#### [Отрывок]
════════

В сторону лирического сюжета - Юрий Чумаков
Шрифт:
Интервал:
Закладка:
Стихотворение написано чередующимися строчками шестистопного и четырехстопного ямба с расположением рифм м/ж/м/ж. Рифмовка слегка приравнивает по длине шести– и четырехстопные строчки, и это сказывается на общей интонации стихотворения, на его ритме и тончайших нюансах восприятия. Достаточно только взглянуть на ритм четных стихов (хотя можно подробно показать это, даже заключить в таблицу), на расстановку иктов и словоразделов, на следование звуков, чтобы увидеть сложнейшую организацию текста, вдохновенную и рассчитанную. То же можно сказать и о длинных нечетных строках.

════════

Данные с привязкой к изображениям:
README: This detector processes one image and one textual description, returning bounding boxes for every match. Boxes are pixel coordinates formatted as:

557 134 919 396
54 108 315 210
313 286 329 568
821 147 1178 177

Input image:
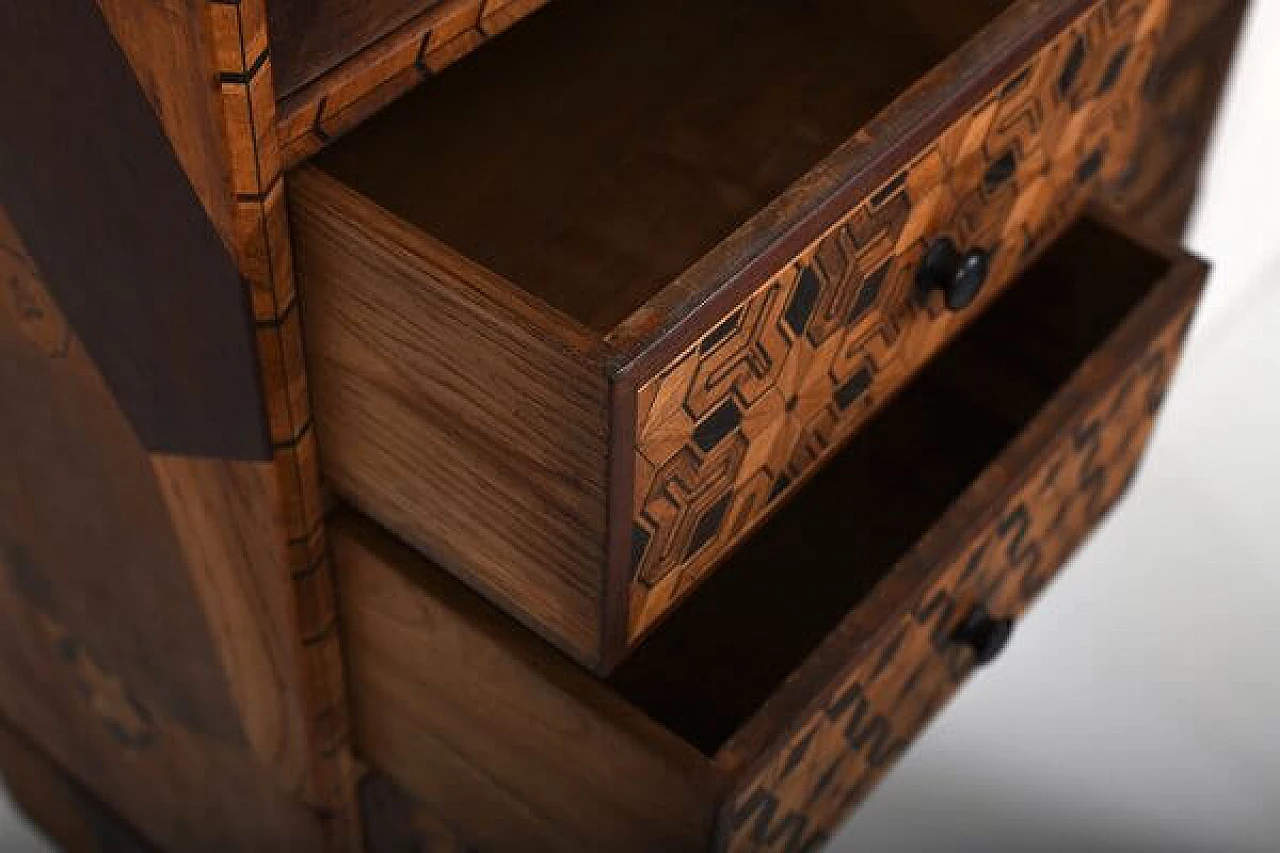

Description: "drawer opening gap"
609 219 1169 756
309 0 1012 334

════════

Ответьте на вопросы по отрывку о стихотворении.
1. Каким размером написано стихотворение?
2. Какое расположение рифм в нём указано?
3. На что, согласно отрывку, сказывается то, что рифмовка слегка приравнивает строчки по длине?
Приведённые строки здесь не нужны.

#### [Ответ]
1. Чередующимися строчками шестистопного и четырехстопного ямба.
2. М/ж/м/ж.
3. На общую интонацию стихотворения, на его ритм и тончайшие нюансы восприятия.